Data for processing >>
_ _ _ _ _ _ _
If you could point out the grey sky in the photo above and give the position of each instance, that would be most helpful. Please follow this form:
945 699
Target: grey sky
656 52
_ _ _ _ _ _ _
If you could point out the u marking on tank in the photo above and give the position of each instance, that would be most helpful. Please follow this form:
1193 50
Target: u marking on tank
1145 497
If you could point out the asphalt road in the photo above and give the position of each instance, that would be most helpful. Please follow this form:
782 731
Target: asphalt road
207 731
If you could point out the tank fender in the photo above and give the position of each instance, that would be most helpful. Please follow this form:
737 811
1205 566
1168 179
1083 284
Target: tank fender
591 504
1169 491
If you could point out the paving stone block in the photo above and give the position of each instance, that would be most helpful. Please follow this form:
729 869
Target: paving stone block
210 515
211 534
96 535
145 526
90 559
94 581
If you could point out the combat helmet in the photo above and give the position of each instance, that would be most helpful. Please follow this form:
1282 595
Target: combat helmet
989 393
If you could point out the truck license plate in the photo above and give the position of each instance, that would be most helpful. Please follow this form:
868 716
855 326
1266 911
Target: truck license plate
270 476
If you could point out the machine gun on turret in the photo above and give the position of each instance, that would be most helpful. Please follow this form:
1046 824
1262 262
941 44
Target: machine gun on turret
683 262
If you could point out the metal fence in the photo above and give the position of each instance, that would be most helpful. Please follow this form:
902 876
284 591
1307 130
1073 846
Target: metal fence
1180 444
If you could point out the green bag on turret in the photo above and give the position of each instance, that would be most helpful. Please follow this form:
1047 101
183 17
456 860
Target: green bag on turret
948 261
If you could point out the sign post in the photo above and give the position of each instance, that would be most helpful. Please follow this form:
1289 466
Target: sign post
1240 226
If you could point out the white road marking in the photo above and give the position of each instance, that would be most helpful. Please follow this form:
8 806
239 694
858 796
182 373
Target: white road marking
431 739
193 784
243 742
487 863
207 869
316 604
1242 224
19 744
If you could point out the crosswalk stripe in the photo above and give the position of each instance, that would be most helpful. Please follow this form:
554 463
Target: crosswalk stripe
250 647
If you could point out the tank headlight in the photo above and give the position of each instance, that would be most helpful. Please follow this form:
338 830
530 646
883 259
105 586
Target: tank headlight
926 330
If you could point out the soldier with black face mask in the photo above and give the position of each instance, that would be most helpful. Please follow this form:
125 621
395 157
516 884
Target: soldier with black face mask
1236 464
_ _ _ _ _ _ _
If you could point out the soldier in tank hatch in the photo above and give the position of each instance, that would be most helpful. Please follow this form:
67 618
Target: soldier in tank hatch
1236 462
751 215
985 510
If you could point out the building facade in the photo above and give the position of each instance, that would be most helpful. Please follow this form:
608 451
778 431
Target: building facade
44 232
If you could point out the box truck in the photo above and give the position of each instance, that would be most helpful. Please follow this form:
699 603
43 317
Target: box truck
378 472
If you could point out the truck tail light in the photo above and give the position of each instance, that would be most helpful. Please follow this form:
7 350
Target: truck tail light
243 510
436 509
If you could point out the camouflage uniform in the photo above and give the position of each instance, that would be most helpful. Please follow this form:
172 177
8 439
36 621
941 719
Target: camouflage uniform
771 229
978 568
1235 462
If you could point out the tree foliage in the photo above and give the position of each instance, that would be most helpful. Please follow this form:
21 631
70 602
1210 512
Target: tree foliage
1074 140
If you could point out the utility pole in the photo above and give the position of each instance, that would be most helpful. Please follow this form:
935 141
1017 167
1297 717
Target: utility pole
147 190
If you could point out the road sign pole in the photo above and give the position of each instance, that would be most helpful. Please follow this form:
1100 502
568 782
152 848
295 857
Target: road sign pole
_ _ _ _ _ _ _
Task prompt >> In the data above, start at the line that has "If you could point out the road", stop after the line that has "Target: road sign pole", and print every line in between exactly as it stands.

Answer box >>
If you could point out the road sign pole in the photo above and give the position of each instance, that would be most helpful. Please follow this form:
1100 502
568 782
152 848
295 857
Target: road sign pole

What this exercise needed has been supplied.